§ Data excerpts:
"""

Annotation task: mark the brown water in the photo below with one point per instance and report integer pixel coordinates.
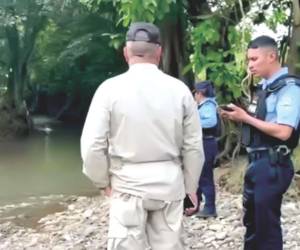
(38, 174)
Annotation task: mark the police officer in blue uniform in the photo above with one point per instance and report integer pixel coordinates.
(207, 107)
(270, 134)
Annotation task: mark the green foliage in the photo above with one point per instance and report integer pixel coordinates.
(135, 10)
(224, 65)
(77, 54)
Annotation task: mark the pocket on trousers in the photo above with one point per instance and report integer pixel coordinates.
(173, 214)
(123, 214)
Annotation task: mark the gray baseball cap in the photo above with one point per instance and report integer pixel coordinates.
(143, 32)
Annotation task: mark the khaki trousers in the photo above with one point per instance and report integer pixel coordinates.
(140, 224)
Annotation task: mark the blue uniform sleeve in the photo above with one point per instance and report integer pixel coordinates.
(288, 106)
(208, 114)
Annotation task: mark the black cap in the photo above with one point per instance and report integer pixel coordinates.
(143, 32)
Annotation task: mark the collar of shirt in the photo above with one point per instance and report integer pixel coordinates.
(266, 82)
(212, 99)
(142, 66)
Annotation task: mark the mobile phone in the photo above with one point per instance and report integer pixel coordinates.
(225, 107)
(187, 203)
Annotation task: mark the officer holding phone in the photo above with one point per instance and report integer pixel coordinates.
(270, 135)
(207, 108)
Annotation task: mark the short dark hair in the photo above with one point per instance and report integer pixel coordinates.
(262, 42)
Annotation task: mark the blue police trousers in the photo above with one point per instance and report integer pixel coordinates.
(264, 186)
(206, 181)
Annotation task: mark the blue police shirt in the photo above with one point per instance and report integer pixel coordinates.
(283, 107)
(208, 112)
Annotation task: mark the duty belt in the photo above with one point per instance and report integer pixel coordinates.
(276, 154)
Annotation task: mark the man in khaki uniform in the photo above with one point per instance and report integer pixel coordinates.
(142, 140)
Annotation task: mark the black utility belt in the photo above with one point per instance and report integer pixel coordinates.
(208, 137)
(276, 154)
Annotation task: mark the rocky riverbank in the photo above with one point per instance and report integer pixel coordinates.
(83, 225)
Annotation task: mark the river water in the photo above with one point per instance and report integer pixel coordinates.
(37, 173)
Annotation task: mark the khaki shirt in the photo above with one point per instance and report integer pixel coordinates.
(142, 135)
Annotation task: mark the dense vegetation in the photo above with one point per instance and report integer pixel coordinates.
(55, 53)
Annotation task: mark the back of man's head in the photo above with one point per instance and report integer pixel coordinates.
(142, 42)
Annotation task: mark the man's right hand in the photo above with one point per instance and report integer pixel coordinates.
(106, 191)
(194, 199)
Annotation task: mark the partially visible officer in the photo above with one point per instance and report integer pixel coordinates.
(142, 138)
(271, 135)
(207, 108)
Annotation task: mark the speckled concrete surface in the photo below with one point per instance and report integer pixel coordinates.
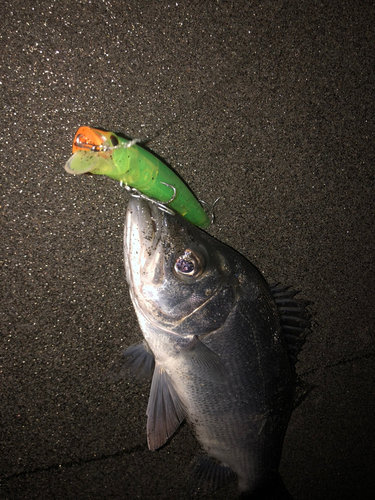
(269, 105)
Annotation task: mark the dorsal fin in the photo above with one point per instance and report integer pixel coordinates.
(295, 319)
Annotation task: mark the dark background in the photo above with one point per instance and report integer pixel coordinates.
(268, 105)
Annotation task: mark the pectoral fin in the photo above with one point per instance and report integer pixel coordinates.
(137, 361)
(165, 410)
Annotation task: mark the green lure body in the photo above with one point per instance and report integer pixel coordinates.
(105, 153)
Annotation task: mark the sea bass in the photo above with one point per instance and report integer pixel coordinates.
(216, 346)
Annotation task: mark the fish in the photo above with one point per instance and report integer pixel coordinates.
(219, 345)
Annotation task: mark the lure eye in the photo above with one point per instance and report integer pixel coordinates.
(114, 140)
(189, 264)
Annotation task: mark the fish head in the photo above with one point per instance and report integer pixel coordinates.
(179, 277)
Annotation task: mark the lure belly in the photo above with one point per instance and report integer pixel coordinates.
(105, 153)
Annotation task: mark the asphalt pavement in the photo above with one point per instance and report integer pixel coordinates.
(268, 105)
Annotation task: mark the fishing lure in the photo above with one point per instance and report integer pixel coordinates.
(105, 153)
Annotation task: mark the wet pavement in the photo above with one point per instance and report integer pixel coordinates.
(267, 105)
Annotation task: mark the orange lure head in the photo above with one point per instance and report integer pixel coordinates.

"""

§ EXERCISE OBJECTIVE:
If any image appears in the entries, omit it and return the rest verbatim.

§ ANSWER SPACE:
Annotation task: mark the brown water in the photo below with one point per instance and report integer pixel coordinates.
(38, 174)
Annotation task: mark the police officer in blue uniform in the photo above with one point per instance and report integer pixel coordinates.
(207, 107)
(270, 134)
Annotation task: mark the green foliage in the photo above with one point per instance and report integer pixel coordinates.
(135, 10)
(224, 65)
(77, 54)
Annotation task: mark the pocket on trousers in the photo above with one point per instance and report integer pixel coordinates.
(173, 214)
(123, 214)
Annotation task: mark the gray baseball cap in the photo above with one point per instance and report integer pixel coordinates.
(143, 32)
Annotation task: mark the khaki trousers in the photo above with one point per instance and report integer pixel coordinates.
(140, 224)
Annotation task: mark the blue uniform sleeve in the photo above with one point per instance and report integer pixel coordinates.
(288, 106)
(208, 114)
Annotation task: mark the black cap in the photo above with one point per instance and report integer pixel coordinates.
(143, 32)
Annotation task: mark the collar of shirt in the photo above with one point per instance and report integer pixel coordinates.
(266, 82)
(212, 99)
(142, 66)
Annotation task: mark the mobile phone in the photo above with one point per instance and report integer pixel coordinates.
(225, 107)
(187, 203)
Annotation task: mark the officer holding phone in the photo above with one point per instance and report integer pixel coordinates.
(270, 135)
(207, 108)
Annotation task: mark the short dark hair in the photo above with one point per instance and report integer pixel coordinates.
(262, 42)
Annotation task: mark the blue police trousers in the photo above with one point per instance and report integer pixel coordinates.
(264, 186)
(206, 181)
Annotation task: mark the blue police shirt in the photo above with one point per instance and report integer pixel coordinates.
(283, 107)
(208, 112)
Annotation task: mark the duty belt in the photo above with one point per instance and report integer pixel coordinates.
(276, 154)
Annotation task: mark the man in khaki uniform in the photo above with one point per instance and report integer pixel coordinates.
(142, 140)
Annotation task: mark the black utility belt in the photo above with one point per instance and report integer pixel coordinates.
(208, 137)
(276, 154)
Annotation task: mark the rocky riverbank in the photo above with one point per instance and report integer pixel coordinates.
(83, 225)
Annotation task: mark the river water in the photo above with one point per instance and report integer pixel coordinates.
(37, 173)
Annotation task: mark the khaki shirt in the photo above with one point per instance and report integer pixel coordinates.
(142, 135)
Annotation task: mark the dense vegetation in the photo above with one point per instance and report integer pixel coordinates.
(55, 53)
Annotation task: mark the back of man's head in the photo above with one point per instance and report integer pixel coordinates.
(142, 42)
Annotation task: mark the man's right hand in the photo above with one point per instance and report integer pixel coordinates.
(106, 191)
(194, 199)
Annotation task: mark the partially visible officer in the photo above with one point per instance and report integer pixel coordinates.
(142, 138)
(271, 135)
(207, 108)
Annotation task: mark the speckled concrete surface in the photo below with one point per instance and report integer pixel coordinates.
(269, 105)
Annotation task: mark the dorsal fin in the photo above with one point per instance and report integer pixel coordinates.
(295, 319)
Annotation task: mark the dark background in the photo above with one point per instance and report integer pixel coordinates.
(268, 105)
Annotation task: mark the pectoral fin in the photo above with one point per instance and report integer pixel coordinates.
(137, 361)
(165, 410)
Annotation task: mark the green lure body in the photo above with one point per instance and report integer pixel coordinates.
(105, 153)
Annotation task: mark the sea bass in the photo above with one point per instance and report integer pixel coordinates.
(216, 346)
Annotation task: mark the fish in the photo above with one point per instance and report integer pixel coordinates.
(219, 345)
Annotation task: mark the lure eye in the photo above with one point per instance and report integer pixel coordinates.
(114, 140)
(189, 264)
Annotation task: mark the fish head in the photo above with one point per instance and report integer pixel coordinates.
(179, 277)
Annotation task: mark the lure belly in the photo above with one point per instance and report integer pixel coordinates.
(105, 153)
Annotation task: mark the asphalt pavement in the photo above with one point per instance and report integer pixel coordinates.
(268, 105)
Annotation task: mark the fishing lure in the photo above with one point per instance and report integer pixel coordinates.
(105, 153)
Annotation task: mark the wet pavement in the photo above with one point per instance and report integer pixel coordinates.
(267, 105)
Annotation task: mark the orange lure head in the photo above with one point per instance and report integer pixel coordinates.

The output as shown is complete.